In the listing below, find the line containing "point: one pixel per instance, each like <point>353,0</point>." and the line containing "point: one pixel per instance, each like <point>69,583</point>.". Repeat exactly those two lines and every line between them.

# # # # # # #

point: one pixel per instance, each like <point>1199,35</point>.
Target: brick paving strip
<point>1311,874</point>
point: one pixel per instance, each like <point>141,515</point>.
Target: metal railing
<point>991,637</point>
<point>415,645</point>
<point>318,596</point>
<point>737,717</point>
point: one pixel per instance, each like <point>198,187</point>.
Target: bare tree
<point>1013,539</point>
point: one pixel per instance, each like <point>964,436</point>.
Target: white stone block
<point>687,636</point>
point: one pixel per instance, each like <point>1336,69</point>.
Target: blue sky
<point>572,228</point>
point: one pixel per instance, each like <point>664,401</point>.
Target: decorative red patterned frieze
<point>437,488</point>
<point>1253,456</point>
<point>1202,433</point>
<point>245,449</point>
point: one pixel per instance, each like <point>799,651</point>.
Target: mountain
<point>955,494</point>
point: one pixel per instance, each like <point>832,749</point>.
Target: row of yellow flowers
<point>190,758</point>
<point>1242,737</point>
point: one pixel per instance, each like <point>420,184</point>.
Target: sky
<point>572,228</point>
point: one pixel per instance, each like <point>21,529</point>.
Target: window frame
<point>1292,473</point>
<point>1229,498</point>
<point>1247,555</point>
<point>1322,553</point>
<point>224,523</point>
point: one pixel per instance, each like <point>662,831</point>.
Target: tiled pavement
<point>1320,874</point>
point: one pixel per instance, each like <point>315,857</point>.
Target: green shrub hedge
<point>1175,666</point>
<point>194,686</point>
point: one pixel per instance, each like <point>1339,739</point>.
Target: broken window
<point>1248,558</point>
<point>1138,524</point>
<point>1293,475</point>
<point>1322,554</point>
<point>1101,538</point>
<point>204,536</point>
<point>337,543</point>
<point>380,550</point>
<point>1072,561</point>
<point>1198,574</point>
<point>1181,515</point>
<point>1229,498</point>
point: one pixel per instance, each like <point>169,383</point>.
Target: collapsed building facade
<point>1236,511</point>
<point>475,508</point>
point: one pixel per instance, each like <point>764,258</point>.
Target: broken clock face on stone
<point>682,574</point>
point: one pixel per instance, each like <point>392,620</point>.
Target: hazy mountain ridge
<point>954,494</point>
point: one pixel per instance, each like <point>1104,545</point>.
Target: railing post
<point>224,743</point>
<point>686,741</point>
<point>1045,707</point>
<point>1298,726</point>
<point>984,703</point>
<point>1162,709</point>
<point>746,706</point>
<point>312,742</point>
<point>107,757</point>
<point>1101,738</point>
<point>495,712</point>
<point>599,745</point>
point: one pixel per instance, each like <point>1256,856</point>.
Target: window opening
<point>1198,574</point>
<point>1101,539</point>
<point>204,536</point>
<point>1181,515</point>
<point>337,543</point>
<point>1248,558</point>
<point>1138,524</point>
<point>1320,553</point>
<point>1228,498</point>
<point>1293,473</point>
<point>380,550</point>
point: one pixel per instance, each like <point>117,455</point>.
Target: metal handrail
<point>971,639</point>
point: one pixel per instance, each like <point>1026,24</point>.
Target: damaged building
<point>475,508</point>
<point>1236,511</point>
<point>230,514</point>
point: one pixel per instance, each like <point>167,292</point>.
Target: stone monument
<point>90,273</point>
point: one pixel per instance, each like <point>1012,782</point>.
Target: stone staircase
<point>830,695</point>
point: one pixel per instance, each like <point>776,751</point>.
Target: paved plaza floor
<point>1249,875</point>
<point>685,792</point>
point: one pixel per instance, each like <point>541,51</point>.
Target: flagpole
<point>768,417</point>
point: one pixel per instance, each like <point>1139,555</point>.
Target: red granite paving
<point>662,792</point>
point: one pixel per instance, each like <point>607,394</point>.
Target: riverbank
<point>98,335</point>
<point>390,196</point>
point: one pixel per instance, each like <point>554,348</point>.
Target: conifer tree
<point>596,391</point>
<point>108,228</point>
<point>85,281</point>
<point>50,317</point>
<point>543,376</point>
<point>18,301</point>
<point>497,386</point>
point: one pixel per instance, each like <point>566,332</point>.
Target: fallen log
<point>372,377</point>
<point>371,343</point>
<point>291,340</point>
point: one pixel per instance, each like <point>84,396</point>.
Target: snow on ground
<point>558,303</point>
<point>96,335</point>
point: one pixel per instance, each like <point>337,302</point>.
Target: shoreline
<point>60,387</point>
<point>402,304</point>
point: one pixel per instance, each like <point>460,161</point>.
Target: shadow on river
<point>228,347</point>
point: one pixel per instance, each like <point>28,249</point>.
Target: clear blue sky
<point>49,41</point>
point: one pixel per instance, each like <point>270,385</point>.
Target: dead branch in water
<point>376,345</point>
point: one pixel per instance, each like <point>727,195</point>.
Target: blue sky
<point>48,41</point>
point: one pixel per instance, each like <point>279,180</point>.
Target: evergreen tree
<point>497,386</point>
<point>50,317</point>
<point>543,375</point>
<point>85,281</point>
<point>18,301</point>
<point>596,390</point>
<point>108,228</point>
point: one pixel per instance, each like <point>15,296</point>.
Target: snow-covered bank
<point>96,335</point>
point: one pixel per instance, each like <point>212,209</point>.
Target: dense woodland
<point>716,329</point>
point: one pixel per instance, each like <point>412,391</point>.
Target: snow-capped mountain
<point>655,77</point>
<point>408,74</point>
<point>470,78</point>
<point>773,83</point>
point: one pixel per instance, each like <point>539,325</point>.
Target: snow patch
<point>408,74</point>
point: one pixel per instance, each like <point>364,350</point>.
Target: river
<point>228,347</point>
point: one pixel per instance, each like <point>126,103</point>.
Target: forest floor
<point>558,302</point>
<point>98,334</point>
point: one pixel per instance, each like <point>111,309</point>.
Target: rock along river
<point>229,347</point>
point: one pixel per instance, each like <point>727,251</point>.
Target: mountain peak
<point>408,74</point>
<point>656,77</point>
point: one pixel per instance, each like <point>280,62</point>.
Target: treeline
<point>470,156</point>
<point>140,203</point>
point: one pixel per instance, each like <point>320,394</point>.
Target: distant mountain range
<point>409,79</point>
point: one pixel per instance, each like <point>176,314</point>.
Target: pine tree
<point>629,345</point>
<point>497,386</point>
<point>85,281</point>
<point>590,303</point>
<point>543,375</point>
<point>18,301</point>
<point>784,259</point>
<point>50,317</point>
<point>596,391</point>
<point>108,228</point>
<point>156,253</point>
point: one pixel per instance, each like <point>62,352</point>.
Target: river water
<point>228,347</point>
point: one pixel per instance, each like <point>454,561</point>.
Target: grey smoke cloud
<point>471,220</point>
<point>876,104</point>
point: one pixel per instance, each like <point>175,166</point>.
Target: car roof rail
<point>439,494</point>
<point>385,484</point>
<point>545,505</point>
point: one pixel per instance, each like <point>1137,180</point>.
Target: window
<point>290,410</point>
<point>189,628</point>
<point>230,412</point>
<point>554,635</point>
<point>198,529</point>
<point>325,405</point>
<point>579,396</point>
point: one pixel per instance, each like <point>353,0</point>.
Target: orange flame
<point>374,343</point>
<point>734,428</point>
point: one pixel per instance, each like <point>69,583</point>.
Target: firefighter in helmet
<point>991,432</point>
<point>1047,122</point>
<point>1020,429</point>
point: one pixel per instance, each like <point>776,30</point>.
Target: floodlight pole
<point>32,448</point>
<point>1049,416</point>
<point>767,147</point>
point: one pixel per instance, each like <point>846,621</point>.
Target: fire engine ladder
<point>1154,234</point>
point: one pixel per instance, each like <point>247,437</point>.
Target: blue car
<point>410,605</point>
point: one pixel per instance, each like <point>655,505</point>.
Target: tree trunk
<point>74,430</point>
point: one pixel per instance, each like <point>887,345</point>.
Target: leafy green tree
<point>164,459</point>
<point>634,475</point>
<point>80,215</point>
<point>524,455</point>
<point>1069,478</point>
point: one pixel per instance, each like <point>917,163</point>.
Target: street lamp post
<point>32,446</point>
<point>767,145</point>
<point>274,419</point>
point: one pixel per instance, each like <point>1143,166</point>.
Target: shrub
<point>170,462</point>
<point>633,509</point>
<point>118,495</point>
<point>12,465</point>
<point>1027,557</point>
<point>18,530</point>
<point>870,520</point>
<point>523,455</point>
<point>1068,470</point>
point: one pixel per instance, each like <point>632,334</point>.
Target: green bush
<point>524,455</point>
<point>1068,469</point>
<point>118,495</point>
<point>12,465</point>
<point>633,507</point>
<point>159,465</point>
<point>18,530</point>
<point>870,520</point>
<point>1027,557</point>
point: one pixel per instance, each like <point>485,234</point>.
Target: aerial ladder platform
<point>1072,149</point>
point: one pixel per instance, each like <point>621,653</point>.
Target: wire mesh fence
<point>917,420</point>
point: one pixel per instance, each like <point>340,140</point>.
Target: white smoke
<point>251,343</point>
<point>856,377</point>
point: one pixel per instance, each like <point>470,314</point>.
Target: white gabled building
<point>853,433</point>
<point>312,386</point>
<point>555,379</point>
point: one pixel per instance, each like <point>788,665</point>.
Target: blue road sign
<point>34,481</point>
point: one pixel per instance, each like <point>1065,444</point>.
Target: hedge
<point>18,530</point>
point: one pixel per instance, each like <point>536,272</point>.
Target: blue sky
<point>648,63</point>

# # # # # # #

WRITTEN REPLY:
point: one pixel per instance, each like <point>353,0</point>.
Target: orange flame
<point>374,343</point>
<point>734,428</point>
point: one pixel per instance, each like <point>69,583</point>.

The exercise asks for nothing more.